**AUFGABEN**
a) Wo liegt Saratow laut dem Artikel über die russischen Regionen?
b) Schreib den Artikel über Jelzins Besuch in Saratow im Anschluss an den letzten Satz weiter.

**DOKUMENTTEXT**

::::

Die Zeiten, wo in Rußland alle Macht vom Kreml ausging, sind vorbei. Die Regionen trotzen dem Zentrum immer mehr Kompetenzen ab. Die neue Formel vom „Vertragsföderalismus“ hat auch den politischen Umgangsstil massiv verändert  ■ Aus Moskau Klaus-Helge Donath

Boris Jelzin war in bester Laune, er strahlte. So glatt und erfreulich wie in Saratow war seit langem kein Besuch mehr verlaufen. Keine wütenden Bergarbeiter bedrängten ihn, keine zeternden Lehrerinnen verlangten endlich ihren Lohn. Selbst die sonst allgegenwärtig wutschäumenden Rentnerinnen, die auch in Anwesenheit des Staatsoberhaupts kein Blatt vor den Mund nehmen, schenkten dem Gast aus Moskau diesmal ein unerwartetes Lächeln. In Saratow, an der unteren Wolga, stellte der Kreml-Chef zufrieden fest, ist alles wieder im Lot.

::::

**GELIEFERTE EINTRÄGE**

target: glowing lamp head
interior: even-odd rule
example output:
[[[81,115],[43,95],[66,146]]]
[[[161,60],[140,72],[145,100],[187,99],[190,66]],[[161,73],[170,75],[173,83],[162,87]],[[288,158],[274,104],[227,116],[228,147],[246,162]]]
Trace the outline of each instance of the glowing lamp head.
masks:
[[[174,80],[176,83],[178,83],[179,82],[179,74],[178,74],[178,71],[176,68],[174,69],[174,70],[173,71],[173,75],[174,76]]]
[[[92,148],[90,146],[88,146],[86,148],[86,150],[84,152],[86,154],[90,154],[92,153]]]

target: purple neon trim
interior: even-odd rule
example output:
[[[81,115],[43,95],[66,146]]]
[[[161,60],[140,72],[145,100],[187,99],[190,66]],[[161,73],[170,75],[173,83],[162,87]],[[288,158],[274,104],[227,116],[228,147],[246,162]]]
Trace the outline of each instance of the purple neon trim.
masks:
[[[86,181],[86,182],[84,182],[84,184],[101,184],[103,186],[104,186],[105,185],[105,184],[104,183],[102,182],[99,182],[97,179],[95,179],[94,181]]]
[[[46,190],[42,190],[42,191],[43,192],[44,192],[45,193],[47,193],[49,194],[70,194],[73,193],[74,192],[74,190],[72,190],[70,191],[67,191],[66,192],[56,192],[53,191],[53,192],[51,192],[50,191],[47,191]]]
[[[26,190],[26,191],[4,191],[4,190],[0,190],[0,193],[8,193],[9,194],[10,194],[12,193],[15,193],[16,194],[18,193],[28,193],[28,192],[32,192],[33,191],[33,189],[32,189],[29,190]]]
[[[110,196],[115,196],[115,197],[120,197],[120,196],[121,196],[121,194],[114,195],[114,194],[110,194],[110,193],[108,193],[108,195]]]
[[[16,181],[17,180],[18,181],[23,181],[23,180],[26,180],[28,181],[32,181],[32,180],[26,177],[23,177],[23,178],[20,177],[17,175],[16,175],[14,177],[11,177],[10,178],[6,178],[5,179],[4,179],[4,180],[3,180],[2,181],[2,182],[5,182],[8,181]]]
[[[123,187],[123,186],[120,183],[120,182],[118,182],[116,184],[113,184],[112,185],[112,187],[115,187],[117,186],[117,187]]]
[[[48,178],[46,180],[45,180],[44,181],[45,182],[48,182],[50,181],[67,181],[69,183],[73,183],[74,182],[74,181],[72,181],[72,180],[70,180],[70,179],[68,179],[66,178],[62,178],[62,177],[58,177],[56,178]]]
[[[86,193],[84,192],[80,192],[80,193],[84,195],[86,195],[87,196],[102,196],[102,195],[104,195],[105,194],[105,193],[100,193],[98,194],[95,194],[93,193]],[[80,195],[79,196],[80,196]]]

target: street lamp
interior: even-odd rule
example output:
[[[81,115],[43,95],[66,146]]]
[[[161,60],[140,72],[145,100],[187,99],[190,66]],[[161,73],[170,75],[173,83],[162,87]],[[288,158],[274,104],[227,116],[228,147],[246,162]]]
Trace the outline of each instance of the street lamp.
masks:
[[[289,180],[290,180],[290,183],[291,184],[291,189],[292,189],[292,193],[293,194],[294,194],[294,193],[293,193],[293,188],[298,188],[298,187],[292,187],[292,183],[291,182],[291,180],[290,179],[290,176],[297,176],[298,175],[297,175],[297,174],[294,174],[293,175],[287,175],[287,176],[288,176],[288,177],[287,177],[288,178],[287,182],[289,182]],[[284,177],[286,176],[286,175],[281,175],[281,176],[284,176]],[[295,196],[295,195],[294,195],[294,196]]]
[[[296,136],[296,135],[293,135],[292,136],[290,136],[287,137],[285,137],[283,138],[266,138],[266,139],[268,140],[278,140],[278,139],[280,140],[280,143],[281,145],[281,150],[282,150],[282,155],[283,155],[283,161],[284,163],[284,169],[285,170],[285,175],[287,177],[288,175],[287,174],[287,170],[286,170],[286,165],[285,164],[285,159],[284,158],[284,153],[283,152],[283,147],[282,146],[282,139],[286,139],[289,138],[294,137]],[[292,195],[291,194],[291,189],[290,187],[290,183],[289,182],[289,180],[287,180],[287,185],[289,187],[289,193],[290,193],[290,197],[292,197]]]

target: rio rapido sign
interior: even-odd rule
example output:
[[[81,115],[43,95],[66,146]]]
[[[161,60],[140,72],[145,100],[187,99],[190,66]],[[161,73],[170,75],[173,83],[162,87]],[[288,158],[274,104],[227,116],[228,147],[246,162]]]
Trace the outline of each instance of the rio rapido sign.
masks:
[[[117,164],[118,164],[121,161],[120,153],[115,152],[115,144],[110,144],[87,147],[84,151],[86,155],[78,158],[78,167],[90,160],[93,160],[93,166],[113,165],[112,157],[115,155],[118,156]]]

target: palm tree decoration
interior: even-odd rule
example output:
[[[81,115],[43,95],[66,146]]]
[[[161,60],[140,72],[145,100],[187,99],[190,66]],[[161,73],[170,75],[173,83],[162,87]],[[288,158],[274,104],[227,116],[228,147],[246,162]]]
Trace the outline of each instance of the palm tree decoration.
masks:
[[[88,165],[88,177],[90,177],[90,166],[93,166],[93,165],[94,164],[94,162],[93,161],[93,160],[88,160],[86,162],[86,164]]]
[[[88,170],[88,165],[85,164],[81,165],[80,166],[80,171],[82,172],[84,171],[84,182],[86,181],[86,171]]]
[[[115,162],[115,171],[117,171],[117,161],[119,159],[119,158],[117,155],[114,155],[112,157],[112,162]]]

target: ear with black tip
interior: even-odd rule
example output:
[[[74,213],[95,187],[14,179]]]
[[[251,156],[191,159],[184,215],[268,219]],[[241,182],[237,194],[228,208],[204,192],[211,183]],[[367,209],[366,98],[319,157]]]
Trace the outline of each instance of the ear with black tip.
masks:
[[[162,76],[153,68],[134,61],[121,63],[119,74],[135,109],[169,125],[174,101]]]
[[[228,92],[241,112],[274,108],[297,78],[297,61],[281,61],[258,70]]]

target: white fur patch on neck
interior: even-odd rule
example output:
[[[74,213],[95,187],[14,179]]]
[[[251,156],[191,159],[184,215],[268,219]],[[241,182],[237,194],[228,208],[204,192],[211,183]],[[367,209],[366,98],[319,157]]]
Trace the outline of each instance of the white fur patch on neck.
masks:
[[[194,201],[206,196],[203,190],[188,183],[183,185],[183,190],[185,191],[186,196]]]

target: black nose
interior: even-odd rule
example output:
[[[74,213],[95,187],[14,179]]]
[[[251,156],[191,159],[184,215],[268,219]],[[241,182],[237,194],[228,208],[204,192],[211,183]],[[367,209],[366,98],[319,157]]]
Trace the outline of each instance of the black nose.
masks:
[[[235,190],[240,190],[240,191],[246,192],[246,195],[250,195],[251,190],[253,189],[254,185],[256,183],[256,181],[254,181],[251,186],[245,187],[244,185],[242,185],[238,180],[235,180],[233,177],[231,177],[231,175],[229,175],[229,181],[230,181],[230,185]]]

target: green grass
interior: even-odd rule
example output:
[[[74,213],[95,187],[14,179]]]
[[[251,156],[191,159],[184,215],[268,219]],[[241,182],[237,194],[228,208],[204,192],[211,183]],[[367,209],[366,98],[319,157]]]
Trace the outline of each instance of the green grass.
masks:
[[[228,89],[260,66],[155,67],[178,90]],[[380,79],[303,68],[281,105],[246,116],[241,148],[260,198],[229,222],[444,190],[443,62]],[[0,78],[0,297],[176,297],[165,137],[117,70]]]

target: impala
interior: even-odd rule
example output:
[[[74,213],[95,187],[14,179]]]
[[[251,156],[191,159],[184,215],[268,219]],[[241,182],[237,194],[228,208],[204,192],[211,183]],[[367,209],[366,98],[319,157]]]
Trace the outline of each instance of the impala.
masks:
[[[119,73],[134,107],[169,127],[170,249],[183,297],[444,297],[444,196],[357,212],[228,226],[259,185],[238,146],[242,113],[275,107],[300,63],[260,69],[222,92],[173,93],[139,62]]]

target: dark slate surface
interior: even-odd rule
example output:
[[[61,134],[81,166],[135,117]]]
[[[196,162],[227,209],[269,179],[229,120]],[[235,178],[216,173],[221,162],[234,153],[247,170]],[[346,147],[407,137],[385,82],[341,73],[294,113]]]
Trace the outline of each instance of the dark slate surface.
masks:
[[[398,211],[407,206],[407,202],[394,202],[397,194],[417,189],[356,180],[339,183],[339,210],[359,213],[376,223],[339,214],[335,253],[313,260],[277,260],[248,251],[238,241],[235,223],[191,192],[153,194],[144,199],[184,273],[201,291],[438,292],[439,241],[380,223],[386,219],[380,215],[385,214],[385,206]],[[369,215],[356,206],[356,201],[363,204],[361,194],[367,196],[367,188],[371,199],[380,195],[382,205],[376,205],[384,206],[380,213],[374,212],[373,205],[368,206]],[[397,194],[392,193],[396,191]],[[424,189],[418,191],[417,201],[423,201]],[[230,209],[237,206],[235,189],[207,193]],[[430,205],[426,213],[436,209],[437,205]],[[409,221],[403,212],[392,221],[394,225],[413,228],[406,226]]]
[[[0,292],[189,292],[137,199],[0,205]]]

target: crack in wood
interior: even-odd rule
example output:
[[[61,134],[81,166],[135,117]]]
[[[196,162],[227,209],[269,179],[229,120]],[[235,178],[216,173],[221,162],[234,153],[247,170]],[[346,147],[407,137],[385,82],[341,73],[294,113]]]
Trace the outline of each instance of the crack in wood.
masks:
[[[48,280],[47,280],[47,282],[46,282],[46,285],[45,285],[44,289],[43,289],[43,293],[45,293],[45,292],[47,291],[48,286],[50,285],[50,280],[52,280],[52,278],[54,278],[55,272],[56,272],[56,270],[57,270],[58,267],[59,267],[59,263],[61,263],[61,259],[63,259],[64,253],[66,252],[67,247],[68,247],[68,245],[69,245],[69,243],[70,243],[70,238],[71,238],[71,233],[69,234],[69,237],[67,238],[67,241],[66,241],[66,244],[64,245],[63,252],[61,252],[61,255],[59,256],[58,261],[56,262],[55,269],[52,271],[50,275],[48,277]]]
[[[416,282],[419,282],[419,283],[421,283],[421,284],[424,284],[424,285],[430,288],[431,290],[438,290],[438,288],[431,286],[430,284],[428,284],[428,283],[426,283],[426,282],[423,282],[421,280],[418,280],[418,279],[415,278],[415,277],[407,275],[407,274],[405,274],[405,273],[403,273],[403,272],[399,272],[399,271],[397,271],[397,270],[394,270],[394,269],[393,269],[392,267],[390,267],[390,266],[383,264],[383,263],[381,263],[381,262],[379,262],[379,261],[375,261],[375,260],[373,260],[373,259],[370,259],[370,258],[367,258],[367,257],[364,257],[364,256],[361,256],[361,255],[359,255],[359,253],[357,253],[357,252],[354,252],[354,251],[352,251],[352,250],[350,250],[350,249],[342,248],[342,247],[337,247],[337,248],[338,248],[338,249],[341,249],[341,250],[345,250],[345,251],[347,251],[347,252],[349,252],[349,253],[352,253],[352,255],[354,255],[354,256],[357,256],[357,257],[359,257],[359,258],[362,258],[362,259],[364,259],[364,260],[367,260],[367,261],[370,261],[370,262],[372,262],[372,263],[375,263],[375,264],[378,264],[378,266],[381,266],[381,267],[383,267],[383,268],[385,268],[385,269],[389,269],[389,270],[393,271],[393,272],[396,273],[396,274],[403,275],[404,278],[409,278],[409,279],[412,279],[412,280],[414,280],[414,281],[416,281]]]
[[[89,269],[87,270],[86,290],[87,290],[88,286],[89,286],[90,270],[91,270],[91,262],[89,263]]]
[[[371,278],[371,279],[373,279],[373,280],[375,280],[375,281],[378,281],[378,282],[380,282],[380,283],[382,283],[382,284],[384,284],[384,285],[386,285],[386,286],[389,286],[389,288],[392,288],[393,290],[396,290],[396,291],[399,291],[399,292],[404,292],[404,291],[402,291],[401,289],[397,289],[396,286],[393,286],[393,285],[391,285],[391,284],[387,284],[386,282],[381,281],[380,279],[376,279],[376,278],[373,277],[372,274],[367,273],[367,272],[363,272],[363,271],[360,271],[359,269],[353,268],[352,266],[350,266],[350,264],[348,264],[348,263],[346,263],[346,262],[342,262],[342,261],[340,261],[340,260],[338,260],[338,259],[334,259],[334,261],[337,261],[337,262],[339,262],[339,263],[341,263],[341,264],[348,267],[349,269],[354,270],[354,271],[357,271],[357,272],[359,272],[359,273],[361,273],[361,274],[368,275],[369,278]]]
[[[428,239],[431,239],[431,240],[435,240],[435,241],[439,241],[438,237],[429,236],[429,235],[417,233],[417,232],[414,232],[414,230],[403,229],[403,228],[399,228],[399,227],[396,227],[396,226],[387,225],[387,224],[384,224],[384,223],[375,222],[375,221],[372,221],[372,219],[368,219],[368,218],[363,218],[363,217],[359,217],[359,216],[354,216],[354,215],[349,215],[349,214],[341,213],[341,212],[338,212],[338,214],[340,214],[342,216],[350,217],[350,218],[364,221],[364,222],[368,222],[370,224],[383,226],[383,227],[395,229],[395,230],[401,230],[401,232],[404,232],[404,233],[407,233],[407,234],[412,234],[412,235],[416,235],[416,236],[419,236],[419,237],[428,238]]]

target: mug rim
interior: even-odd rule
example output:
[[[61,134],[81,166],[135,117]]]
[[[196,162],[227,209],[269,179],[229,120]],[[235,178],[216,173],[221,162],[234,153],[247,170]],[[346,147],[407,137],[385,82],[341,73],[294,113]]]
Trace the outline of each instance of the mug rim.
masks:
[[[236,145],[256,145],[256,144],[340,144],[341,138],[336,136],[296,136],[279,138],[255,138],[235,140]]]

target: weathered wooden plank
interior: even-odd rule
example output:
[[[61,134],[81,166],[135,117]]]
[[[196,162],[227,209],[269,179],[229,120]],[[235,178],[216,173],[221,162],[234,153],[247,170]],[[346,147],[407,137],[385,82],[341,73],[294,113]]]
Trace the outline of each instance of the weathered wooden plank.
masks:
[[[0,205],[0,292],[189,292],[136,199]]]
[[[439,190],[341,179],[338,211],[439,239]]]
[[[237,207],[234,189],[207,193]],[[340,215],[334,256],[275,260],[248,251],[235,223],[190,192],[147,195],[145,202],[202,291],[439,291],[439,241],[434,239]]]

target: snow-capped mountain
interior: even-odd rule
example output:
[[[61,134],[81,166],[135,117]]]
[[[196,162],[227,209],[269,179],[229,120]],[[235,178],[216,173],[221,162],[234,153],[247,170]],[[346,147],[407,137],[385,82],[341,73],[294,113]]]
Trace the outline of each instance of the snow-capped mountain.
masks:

::::

**ERWARTETE ANTWORTEN**
a) An der unteren Wolga.

b)
Der Hofstab hatte die Stippvisite mit Bedacht in die Wolgastadt gelenkt. Als Teil eines Motivationsprogramms sozusagen. Der Präsident braucht hin und wieder ein Erfolgserlebnis. Die Strategie ging auf. Als Saratow dem scheidenden Besucher dann eine aus Kristall nachgebildete Zarenkrone überreichte, war es um Gefühlsmensch Boris geschehen. Die Krone war ihm zu klein, spontan verhieß er: „Es ist an der Zeit, den Subjekten der Föderation mehr Rechte einzuräumen und deren Selbständigkeit weiter voranzutreiben.“

Rußlands föderaler Aufbau, die Rechte der 89 Subjekte – darunter 21 Republiken, 49 Gebiete, 6 Kreise, 2 Städte und 10 autonome Bezirke –, ist ein heiß umstrittenenes Thema. Seit Jahren ringt die Provinz mit dem Zentrum um mehr Autonomie. Den Startschuß hatte Jelzin selbst vor Jahren abgefeuert. In der machtpolitischen Rangelei mit dem geschwächten sowjetischen Präsidenten Michail Gorbatschow gelang es dem damaligen Volkstribun, die autonomen Regionen innerhalb Rußlands auf seine Seite zu ziehen: „Nehmt euch soviel Souveränität, wie ihr schlucken könnt!“ umwarb er sie Anfang der 90er.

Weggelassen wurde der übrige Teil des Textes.